Problem requirements> Tally how many lines in the entries below contain the word "nacelle", with case counting, and give only the number.

>> BEGIN Data rows

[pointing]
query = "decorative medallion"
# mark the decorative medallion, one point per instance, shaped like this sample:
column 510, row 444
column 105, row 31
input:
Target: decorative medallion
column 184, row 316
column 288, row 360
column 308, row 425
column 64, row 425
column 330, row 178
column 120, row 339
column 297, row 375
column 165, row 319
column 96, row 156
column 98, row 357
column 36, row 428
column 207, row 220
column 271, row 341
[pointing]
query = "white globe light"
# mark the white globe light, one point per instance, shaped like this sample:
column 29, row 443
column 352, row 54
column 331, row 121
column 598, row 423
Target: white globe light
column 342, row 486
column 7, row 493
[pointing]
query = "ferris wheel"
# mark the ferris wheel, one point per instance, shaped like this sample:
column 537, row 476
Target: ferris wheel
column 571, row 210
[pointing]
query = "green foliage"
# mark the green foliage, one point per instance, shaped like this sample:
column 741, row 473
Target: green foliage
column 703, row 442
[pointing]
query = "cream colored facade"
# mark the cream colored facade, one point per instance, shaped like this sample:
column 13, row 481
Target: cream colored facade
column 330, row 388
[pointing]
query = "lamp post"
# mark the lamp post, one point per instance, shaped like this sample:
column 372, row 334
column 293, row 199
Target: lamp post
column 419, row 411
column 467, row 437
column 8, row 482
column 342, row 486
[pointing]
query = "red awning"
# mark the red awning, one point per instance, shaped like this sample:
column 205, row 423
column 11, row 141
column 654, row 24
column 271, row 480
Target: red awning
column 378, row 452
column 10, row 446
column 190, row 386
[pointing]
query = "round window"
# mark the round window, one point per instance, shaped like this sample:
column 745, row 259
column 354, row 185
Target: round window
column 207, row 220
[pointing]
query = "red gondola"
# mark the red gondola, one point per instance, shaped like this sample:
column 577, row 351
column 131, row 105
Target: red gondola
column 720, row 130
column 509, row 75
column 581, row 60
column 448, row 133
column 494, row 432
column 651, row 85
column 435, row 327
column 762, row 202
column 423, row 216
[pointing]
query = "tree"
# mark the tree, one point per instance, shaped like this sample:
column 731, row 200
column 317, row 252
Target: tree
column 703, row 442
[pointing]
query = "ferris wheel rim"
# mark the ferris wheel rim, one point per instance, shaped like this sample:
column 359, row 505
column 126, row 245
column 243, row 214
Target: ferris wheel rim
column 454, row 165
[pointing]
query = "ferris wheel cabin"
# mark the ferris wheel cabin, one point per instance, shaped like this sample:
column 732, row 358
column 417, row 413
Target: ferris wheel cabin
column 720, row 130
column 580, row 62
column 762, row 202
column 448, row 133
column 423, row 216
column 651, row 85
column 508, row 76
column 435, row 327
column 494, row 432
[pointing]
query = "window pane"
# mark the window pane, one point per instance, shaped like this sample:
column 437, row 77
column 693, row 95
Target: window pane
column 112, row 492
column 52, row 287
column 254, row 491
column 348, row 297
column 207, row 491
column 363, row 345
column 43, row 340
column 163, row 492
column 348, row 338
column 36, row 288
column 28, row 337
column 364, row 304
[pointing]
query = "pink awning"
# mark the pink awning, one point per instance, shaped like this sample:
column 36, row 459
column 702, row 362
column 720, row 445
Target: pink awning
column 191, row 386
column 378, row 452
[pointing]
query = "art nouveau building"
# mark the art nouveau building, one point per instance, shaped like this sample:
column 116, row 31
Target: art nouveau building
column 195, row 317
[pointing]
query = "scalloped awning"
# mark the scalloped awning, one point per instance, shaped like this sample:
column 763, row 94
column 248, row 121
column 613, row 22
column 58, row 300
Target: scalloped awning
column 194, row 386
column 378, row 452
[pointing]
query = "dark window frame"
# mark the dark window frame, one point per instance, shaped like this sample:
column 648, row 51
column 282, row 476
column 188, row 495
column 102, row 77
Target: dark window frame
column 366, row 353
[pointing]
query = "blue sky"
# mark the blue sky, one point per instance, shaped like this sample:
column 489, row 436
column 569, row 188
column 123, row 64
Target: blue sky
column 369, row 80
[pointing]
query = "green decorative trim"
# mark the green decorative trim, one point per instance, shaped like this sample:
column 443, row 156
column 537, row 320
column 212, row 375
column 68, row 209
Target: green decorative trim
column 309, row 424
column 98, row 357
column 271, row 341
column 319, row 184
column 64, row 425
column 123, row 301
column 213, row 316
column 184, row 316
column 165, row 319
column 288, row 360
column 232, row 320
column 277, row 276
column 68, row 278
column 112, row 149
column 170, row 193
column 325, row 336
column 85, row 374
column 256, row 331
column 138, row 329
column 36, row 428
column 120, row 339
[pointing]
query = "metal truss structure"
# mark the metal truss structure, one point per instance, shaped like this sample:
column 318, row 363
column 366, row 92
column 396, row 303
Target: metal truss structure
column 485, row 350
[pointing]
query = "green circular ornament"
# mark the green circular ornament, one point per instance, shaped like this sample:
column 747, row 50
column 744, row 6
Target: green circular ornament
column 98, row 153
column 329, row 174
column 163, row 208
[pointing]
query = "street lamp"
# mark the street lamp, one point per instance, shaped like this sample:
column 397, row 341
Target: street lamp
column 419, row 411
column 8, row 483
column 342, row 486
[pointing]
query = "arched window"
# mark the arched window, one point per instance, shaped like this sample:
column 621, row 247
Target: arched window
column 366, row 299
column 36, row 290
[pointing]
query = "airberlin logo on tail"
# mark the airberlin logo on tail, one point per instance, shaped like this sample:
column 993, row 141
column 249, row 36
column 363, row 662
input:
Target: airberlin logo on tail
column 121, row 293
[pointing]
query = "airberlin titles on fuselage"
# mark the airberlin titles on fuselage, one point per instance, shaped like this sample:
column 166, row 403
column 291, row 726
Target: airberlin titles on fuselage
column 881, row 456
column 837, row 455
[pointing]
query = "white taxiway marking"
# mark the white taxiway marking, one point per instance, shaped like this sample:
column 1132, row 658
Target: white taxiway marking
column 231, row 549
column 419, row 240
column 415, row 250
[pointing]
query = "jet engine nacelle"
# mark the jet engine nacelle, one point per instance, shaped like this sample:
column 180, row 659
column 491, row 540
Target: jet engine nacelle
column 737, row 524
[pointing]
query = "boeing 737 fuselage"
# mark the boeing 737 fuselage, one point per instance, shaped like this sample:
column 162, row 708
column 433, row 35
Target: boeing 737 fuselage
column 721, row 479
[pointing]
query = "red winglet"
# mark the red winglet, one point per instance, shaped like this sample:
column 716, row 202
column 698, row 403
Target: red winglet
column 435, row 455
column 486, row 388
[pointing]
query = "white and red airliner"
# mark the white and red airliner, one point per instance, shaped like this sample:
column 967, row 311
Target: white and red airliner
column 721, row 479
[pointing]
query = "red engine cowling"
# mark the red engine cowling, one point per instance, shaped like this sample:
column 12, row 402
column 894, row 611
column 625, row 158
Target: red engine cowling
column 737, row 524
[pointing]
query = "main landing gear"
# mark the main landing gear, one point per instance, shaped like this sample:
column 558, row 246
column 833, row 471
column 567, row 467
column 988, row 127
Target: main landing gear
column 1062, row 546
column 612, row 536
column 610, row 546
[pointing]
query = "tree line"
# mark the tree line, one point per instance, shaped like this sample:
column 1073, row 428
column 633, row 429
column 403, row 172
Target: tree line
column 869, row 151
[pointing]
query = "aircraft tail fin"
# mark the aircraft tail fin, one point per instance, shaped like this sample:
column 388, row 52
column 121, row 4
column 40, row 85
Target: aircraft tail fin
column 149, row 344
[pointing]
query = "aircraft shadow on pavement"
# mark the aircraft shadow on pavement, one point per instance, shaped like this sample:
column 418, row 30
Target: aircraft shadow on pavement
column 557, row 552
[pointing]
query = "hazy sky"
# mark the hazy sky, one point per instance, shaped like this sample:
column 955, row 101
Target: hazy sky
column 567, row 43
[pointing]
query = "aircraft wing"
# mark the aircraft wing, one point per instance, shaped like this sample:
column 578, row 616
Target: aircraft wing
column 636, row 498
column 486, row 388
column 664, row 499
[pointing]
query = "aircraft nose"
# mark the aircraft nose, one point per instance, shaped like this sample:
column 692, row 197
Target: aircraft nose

>> END Data rows
>> BEGIN Data rows

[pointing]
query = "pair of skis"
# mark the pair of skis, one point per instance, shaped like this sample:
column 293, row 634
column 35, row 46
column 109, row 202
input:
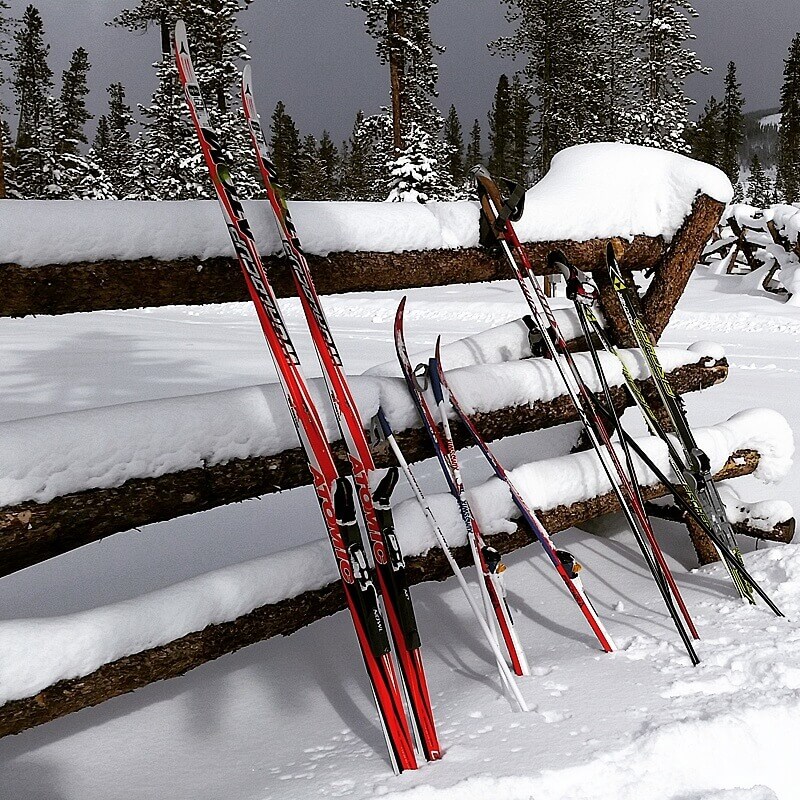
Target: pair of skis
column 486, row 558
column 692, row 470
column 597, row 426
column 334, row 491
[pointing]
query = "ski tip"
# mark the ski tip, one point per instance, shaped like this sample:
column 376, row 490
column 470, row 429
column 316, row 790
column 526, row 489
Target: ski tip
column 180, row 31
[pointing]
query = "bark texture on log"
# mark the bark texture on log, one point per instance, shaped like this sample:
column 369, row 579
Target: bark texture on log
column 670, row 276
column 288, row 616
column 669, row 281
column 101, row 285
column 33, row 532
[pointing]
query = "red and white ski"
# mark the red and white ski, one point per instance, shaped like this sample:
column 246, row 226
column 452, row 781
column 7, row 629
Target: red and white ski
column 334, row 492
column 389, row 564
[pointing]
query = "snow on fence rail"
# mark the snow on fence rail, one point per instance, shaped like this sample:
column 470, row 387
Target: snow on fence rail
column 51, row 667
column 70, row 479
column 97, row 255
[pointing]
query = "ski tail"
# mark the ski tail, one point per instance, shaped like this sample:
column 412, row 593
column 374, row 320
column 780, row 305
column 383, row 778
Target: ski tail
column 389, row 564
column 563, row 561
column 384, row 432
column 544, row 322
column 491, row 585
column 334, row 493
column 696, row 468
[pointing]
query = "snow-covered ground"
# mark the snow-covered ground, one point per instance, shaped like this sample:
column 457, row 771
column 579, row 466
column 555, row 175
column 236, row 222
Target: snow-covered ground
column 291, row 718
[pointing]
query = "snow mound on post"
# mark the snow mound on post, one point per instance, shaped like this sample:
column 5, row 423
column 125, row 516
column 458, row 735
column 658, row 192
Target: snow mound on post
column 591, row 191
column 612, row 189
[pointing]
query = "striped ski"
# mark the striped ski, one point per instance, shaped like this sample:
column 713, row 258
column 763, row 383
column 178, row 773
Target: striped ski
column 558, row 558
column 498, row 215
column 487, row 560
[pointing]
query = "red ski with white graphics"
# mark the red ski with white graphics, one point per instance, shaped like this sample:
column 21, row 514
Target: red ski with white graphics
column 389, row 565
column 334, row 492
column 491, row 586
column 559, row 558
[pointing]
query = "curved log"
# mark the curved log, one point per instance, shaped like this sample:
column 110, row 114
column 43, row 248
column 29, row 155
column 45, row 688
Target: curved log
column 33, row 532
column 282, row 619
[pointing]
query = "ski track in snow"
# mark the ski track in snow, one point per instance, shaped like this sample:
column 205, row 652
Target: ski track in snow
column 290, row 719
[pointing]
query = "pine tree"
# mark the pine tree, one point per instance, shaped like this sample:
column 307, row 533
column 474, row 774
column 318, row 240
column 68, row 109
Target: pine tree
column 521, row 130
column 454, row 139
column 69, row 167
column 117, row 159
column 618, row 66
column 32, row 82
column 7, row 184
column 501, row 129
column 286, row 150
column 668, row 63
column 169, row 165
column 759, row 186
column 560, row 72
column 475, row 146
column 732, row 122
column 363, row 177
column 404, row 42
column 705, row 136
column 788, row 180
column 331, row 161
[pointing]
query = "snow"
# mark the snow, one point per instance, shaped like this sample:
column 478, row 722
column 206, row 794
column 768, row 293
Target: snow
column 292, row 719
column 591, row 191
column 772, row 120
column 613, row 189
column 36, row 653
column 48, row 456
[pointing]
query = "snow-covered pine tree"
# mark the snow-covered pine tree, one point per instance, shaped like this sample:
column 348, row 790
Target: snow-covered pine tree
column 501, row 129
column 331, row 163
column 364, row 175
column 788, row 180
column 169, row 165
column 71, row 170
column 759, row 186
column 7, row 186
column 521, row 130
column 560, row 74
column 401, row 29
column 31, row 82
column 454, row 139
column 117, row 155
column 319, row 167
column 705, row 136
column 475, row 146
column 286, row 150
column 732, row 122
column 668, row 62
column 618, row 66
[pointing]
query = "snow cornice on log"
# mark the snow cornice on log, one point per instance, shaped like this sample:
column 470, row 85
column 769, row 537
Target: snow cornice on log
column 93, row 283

>> END Data rows

Result of this task> 3